WHAT YOU NEED TO DO :: Copy out exactly each line from the line with "the beard, given" through the last line of the material below.

#### THE DATA ####

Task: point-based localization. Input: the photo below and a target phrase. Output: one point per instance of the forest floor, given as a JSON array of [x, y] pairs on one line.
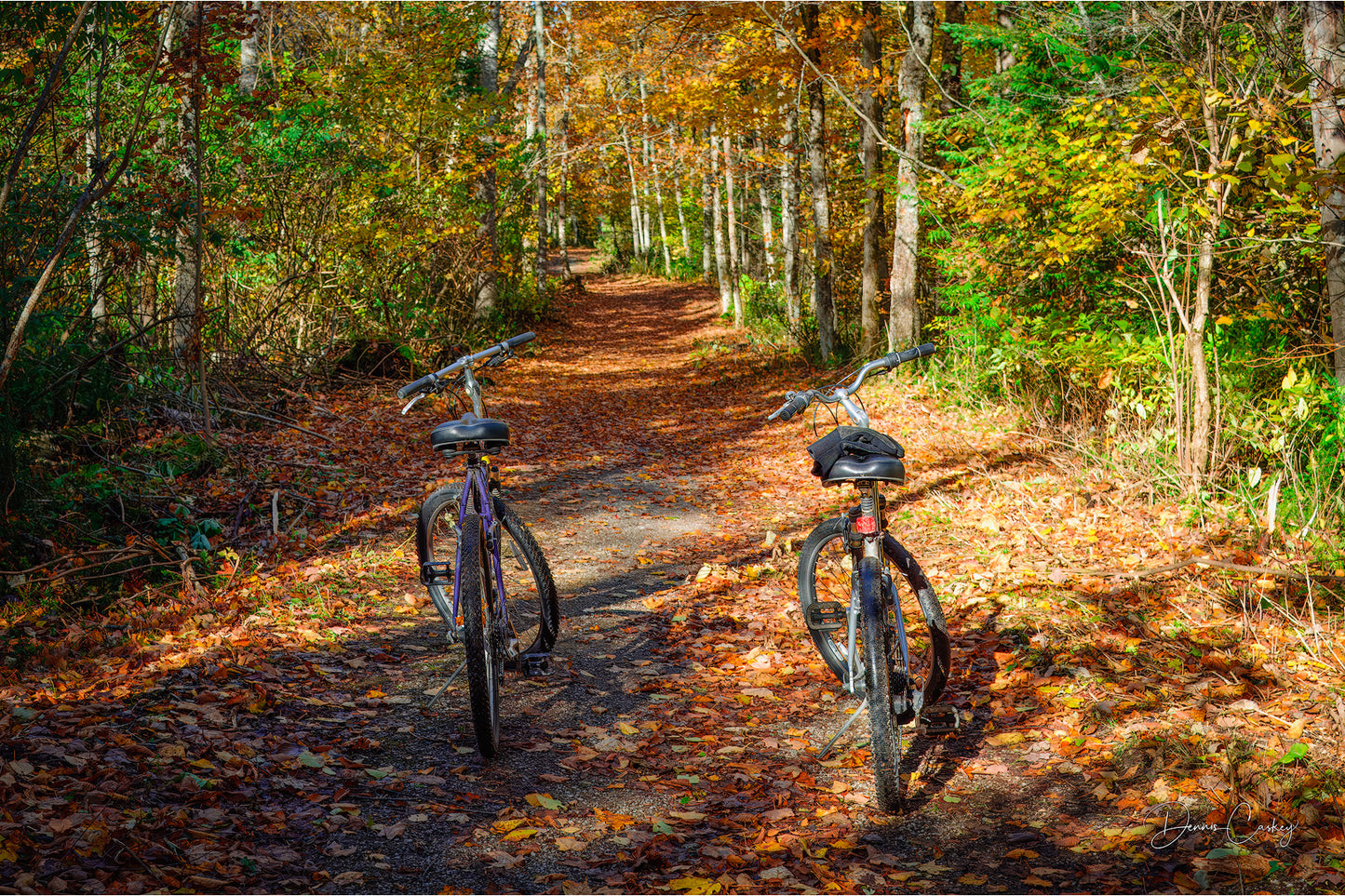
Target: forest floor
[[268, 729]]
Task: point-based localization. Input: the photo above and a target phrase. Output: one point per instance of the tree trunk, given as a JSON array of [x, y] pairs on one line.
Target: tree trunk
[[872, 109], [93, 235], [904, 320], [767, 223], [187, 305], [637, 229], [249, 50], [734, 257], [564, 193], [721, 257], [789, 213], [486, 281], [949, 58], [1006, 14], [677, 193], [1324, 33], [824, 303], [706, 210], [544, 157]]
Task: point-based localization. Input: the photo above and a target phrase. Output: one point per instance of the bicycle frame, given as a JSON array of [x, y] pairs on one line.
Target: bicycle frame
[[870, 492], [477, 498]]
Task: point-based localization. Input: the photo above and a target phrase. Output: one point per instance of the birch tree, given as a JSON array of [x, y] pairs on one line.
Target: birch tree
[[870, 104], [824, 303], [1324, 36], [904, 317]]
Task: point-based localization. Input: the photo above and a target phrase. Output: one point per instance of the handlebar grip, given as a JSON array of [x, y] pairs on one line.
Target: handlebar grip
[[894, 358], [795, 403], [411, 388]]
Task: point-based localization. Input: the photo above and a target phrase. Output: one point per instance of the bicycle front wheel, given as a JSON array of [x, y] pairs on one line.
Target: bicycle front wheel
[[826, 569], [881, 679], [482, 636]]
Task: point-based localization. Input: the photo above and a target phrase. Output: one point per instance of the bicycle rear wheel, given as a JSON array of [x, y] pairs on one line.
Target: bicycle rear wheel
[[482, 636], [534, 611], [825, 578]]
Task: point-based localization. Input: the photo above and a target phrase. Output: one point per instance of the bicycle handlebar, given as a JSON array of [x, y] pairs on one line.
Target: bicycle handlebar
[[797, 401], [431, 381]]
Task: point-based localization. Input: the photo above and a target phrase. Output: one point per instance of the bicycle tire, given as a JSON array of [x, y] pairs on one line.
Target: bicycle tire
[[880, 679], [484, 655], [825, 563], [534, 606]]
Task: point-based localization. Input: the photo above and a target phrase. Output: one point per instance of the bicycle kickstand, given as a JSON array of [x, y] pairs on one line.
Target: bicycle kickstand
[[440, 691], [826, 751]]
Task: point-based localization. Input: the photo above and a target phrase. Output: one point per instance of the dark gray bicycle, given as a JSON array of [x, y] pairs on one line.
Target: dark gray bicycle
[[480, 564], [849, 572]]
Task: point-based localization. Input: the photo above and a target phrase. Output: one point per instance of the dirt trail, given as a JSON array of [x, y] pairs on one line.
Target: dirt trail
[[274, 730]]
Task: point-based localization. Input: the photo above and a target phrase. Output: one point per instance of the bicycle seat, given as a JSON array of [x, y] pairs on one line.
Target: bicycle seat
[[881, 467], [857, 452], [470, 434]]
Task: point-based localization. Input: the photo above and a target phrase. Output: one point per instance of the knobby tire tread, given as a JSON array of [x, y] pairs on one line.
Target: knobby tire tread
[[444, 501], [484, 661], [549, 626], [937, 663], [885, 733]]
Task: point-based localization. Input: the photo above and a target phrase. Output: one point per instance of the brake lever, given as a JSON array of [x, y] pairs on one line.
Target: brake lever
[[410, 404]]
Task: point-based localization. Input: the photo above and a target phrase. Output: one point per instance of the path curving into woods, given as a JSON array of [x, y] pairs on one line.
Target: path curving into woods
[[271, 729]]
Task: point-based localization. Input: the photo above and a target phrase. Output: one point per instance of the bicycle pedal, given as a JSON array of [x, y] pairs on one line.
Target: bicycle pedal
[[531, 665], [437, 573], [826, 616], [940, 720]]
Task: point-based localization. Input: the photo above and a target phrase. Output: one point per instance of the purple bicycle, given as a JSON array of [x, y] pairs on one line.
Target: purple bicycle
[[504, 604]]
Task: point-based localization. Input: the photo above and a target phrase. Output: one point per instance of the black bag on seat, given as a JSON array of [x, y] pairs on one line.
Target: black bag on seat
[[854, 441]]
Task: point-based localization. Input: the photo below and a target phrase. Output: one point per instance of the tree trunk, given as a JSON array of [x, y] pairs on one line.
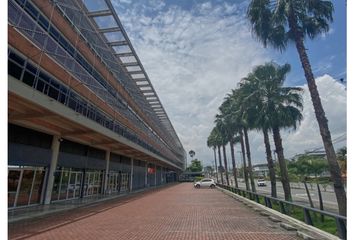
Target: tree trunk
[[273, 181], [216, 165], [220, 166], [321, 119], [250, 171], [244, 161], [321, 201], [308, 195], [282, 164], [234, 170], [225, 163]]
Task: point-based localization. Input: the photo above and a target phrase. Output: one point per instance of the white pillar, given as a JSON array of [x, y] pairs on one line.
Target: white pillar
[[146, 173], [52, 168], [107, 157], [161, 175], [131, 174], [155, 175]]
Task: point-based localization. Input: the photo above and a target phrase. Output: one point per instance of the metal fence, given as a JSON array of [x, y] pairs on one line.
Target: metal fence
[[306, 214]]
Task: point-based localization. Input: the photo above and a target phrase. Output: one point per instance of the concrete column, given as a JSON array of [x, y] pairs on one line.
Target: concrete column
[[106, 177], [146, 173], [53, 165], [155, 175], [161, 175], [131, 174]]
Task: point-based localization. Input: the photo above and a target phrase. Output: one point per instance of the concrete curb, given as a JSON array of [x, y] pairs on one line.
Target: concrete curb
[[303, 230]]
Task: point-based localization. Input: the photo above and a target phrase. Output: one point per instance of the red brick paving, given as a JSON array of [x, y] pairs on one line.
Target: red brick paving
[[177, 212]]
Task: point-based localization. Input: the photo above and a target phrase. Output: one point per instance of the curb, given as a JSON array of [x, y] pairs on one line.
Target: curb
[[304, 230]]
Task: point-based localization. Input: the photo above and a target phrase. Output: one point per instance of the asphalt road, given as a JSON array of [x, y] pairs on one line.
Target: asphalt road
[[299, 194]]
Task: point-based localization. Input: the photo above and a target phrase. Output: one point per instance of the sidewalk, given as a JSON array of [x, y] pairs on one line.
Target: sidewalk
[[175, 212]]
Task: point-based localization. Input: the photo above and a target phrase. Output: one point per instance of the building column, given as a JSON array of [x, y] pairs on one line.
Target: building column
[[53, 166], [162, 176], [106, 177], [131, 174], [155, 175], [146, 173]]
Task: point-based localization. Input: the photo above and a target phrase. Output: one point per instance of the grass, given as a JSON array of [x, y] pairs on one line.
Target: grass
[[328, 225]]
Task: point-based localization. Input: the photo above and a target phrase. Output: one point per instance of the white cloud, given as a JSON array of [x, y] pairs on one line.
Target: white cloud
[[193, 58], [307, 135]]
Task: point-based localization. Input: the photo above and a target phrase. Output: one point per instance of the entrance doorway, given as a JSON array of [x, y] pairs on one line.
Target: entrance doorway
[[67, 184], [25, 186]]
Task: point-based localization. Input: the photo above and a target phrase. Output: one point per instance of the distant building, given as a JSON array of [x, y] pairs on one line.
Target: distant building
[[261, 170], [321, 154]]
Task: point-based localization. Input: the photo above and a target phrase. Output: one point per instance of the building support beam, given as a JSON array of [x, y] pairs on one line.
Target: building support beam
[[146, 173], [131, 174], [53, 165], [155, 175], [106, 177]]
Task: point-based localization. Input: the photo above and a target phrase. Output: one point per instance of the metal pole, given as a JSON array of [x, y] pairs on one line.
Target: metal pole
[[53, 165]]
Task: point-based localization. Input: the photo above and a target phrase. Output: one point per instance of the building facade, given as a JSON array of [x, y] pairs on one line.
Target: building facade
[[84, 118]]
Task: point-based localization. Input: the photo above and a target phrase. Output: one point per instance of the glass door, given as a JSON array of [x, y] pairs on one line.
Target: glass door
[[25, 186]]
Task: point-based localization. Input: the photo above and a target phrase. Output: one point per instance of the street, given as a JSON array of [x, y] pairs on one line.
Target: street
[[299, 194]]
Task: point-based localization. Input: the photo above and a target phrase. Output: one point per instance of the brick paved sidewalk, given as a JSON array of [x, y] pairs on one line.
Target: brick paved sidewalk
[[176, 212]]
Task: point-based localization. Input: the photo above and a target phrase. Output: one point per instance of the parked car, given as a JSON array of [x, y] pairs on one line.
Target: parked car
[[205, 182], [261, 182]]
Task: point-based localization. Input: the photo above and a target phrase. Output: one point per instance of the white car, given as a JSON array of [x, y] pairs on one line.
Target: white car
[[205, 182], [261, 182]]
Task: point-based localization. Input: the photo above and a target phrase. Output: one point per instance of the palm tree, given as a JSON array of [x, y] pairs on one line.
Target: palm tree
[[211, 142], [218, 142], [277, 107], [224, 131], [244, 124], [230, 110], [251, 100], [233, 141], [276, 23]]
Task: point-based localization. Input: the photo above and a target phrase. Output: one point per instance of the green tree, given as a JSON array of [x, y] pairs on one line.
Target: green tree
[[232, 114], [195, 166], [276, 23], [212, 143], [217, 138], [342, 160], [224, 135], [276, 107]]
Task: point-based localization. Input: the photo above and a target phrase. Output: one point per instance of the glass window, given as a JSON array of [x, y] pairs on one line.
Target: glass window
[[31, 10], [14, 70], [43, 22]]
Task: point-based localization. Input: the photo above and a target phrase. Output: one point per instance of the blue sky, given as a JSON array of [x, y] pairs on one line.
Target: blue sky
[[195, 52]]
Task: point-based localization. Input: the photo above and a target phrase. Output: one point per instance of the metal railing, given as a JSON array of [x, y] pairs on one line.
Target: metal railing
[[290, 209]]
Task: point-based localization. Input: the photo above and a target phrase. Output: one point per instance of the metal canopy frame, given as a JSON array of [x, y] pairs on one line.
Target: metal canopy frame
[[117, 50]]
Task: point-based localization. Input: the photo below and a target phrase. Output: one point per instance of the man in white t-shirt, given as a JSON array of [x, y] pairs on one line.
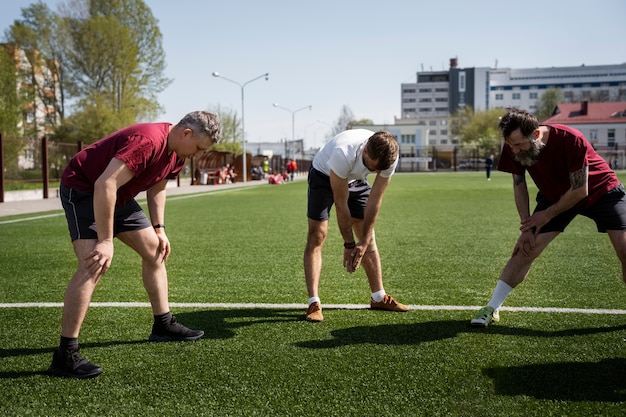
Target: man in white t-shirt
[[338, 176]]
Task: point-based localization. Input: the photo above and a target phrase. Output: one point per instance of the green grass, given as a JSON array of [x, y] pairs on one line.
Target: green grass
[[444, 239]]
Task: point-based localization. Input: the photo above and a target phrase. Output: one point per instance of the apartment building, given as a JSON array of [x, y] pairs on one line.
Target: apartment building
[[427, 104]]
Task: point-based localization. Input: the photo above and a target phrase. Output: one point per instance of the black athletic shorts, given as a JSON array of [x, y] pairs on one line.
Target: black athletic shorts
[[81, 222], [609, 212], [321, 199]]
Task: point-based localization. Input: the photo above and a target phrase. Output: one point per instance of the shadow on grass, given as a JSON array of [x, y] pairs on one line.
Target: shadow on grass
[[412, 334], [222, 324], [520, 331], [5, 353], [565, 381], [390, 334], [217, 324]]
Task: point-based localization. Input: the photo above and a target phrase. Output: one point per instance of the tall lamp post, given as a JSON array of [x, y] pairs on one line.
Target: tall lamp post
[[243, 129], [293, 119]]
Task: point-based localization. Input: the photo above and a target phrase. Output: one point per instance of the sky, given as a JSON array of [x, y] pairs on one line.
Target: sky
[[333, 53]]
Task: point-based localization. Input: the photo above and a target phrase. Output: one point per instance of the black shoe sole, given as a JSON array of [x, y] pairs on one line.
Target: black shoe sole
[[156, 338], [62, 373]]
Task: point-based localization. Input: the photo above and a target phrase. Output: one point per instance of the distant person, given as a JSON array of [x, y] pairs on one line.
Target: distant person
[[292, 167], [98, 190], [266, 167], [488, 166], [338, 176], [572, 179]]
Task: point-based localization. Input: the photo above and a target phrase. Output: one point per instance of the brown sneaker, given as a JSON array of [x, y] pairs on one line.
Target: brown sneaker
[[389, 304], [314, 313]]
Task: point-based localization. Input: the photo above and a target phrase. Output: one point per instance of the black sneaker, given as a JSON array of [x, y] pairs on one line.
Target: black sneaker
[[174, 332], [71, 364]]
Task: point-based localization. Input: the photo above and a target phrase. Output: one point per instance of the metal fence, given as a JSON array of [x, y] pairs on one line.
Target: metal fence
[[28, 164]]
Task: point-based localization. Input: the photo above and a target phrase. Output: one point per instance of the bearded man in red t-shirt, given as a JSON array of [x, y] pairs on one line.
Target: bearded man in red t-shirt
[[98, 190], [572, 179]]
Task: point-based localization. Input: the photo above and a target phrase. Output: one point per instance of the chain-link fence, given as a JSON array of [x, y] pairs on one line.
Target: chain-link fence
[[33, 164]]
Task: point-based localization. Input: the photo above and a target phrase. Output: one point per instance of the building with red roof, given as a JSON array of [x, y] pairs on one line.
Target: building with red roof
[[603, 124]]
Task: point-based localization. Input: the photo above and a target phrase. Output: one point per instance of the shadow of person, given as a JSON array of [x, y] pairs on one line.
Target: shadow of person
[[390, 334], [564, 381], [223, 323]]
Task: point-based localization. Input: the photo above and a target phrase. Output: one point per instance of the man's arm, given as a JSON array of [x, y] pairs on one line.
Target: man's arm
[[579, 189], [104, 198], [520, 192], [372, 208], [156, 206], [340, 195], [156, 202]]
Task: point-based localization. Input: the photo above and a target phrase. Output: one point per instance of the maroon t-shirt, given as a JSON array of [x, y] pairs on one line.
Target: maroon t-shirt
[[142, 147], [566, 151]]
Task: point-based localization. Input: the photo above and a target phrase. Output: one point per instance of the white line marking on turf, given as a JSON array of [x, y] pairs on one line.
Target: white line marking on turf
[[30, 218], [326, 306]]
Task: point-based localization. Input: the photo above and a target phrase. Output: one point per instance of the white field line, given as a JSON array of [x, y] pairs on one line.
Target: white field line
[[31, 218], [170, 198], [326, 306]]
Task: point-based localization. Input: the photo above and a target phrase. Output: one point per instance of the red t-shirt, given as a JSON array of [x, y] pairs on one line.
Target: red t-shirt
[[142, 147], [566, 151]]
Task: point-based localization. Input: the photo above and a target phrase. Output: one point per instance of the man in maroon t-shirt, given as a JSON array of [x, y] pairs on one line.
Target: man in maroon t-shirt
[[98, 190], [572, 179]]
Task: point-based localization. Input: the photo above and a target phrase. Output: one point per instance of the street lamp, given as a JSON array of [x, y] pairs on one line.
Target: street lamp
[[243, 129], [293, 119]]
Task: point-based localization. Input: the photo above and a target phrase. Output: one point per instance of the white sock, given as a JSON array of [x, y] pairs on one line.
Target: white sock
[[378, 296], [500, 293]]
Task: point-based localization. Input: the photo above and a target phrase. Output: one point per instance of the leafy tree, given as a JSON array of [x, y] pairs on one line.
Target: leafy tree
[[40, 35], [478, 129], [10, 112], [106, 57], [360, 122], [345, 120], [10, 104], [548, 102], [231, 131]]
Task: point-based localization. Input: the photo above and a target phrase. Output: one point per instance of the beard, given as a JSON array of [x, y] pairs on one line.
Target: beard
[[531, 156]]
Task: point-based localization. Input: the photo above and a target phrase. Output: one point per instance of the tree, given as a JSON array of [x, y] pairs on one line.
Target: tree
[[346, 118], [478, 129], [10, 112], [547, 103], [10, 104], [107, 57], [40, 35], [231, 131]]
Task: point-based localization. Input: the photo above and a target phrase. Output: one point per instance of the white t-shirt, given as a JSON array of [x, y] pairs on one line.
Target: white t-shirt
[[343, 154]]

####

TASK ANSWER ::
Task: point-based localization. Input: the photo above and a target phrase. Output: one point per instance of the beard, given as a JSON array of [x, y] pairs on one line.
Target: beard
[[531, 156]]
Task: point-based localization. Input: the photo above and a target phrase. Output: one point per instance of the tree, given as a JSON array of [x, y] pairs on one line.
Target: tree
[[346, 118], [478, 129], [10, 112], [547, 103], [10, 104], [107, 57], [40, 35], [231, 131]]
Task: point-based localization. Input: the photo above and a target phrase. Output: one point per instance of the white t-shirt, given as a JSON array of [x, y] pairs on one line.
Target: white t-shirt
[[343, 154]]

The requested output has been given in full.